EXERCISE BRIEF:
Copy the material below character for character, from its first line up to and including the line that contains "pixel 663 354".

SUPPLIED ENTRIES:
—————

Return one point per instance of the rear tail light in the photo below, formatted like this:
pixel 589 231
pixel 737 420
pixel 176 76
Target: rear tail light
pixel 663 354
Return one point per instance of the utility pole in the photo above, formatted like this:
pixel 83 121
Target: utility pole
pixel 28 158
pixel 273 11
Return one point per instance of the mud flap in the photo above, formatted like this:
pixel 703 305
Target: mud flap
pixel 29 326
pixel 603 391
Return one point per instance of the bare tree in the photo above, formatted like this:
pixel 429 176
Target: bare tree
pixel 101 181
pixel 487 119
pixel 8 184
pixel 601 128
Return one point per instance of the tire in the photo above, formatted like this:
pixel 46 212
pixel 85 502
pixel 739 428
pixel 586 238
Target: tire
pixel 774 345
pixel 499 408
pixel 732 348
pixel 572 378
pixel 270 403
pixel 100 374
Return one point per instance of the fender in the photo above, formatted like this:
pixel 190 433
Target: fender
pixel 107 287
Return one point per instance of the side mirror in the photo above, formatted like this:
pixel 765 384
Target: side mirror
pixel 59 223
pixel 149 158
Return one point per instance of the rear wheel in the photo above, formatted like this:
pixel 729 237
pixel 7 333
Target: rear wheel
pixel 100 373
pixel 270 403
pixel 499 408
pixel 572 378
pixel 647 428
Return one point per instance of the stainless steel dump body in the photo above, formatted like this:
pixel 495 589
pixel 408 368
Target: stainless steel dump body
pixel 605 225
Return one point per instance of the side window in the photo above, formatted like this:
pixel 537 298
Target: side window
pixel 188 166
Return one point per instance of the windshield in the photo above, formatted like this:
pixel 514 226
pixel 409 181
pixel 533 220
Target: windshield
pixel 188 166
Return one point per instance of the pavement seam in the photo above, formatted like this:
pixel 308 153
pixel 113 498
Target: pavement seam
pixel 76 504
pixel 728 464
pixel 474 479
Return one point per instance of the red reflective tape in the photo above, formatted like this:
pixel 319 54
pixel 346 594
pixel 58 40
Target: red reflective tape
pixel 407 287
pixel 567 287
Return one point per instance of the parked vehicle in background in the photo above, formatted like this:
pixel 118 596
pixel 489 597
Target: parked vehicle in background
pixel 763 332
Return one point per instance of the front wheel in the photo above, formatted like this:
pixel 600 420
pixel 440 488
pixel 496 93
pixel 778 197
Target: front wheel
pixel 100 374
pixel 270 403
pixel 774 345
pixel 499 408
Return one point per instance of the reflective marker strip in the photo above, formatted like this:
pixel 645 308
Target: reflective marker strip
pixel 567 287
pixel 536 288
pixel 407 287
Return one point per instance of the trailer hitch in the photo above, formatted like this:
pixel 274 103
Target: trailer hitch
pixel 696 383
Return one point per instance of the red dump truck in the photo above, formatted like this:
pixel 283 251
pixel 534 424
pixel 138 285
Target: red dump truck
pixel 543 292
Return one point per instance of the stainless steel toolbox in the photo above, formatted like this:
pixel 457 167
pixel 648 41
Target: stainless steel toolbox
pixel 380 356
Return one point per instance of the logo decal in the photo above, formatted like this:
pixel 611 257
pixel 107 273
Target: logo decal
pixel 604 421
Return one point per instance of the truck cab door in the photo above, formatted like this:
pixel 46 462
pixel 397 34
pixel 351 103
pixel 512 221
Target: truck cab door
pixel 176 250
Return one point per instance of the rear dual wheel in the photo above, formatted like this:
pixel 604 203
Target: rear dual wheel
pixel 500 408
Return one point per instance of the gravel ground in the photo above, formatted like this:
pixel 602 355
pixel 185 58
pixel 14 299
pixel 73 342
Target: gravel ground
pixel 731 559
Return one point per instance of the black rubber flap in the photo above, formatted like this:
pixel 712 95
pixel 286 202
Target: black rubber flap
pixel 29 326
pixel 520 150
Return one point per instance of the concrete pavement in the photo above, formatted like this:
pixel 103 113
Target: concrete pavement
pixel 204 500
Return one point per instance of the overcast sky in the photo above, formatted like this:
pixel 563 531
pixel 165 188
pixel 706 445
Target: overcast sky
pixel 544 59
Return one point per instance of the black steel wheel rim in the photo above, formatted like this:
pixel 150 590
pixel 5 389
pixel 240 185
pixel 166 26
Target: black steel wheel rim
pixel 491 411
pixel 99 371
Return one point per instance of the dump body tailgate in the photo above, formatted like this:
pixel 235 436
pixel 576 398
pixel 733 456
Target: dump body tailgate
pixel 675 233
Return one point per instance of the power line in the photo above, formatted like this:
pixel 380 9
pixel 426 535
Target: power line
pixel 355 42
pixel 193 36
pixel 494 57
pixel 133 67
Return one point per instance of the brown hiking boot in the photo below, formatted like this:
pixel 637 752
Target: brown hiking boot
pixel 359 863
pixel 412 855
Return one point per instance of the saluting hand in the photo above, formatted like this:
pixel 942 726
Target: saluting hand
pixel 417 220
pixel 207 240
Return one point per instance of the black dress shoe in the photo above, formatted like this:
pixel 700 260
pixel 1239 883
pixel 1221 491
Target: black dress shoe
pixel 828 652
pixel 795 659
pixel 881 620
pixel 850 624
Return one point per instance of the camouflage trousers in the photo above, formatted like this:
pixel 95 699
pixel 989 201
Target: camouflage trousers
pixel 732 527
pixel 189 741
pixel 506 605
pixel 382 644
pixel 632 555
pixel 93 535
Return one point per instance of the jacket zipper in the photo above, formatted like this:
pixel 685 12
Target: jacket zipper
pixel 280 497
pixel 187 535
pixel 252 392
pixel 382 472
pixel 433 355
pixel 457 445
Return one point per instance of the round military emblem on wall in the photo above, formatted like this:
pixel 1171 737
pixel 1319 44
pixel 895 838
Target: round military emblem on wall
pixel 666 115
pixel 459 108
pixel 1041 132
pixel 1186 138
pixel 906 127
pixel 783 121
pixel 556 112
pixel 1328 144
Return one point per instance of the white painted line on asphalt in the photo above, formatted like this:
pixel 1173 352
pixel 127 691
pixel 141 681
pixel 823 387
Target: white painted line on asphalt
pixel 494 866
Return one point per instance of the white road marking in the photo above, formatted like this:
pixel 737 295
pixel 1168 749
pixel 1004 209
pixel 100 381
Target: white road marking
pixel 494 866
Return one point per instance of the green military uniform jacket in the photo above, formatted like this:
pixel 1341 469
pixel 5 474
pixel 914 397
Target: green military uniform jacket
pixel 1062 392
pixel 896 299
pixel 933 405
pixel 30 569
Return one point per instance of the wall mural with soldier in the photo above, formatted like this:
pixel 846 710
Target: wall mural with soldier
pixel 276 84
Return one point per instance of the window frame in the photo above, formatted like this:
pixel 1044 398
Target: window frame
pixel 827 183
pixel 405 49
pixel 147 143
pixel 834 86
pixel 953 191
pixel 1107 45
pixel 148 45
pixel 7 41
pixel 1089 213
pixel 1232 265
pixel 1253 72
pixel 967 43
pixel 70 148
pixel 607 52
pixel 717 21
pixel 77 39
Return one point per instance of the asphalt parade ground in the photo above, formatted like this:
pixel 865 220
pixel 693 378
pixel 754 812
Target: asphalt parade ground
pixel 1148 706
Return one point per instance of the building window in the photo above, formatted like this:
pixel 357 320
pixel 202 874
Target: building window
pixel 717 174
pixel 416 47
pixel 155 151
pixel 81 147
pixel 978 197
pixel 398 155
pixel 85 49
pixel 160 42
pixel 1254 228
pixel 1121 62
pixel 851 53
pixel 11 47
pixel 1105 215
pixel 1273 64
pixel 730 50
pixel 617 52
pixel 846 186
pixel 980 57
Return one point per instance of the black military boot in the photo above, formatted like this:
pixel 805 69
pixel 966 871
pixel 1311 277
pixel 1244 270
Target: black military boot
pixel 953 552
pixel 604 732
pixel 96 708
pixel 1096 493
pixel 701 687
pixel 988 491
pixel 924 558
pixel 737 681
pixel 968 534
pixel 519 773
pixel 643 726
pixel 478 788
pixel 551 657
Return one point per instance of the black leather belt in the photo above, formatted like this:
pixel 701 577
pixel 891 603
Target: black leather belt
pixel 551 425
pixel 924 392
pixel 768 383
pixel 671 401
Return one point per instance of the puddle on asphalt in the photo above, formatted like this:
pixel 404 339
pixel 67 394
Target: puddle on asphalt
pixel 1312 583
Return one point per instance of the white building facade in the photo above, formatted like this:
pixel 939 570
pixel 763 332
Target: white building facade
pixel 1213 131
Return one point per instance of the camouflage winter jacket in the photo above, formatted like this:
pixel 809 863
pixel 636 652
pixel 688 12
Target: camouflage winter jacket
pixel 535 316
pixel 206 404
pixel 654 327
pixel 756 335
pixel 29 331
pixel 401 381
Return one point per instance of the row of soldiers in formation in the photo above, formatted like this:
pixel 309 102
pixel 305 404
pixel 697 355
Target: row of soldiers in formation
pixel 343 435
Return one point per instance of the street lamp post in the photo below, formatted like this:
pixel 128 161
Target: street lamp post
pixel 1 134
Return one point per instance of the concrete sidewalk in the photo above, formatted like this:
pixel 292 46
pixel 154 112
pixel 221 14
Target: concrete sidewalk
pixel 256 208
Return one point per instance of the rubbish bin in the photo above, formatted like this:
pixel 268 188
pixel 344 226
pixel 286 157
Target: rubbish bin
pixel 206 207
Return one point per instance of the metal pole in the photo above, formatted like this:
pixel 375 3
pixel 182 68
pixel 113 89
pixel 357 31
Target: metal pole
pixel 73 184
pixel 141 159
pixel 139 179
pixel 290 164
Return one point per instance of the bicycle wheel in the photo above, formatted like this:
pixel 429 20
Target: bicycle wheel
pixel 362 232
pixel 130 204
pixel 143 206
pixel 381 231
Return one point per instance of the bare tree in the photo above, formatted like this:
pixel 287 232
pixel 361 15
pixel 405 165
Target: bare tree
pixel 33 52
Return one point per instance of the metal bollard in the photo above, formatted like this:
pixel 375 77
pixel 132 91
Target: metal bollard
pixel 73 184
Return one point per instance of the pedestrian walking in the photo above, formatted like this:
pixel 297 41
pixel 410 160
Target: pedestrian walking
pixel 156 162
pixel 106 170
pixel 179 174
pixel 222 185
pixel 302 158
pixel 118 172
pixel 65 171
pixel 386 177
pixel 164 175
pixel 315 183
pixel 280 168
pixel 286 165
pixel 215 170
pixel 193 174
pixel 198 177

—————

EXERCISE RESULT:
Return one point per instance of the rear tail light in the photo below, formatted like this:
pixel 589 231
pixel 737 420
pixel 176 76
Target: rear tail light
pixel 663 354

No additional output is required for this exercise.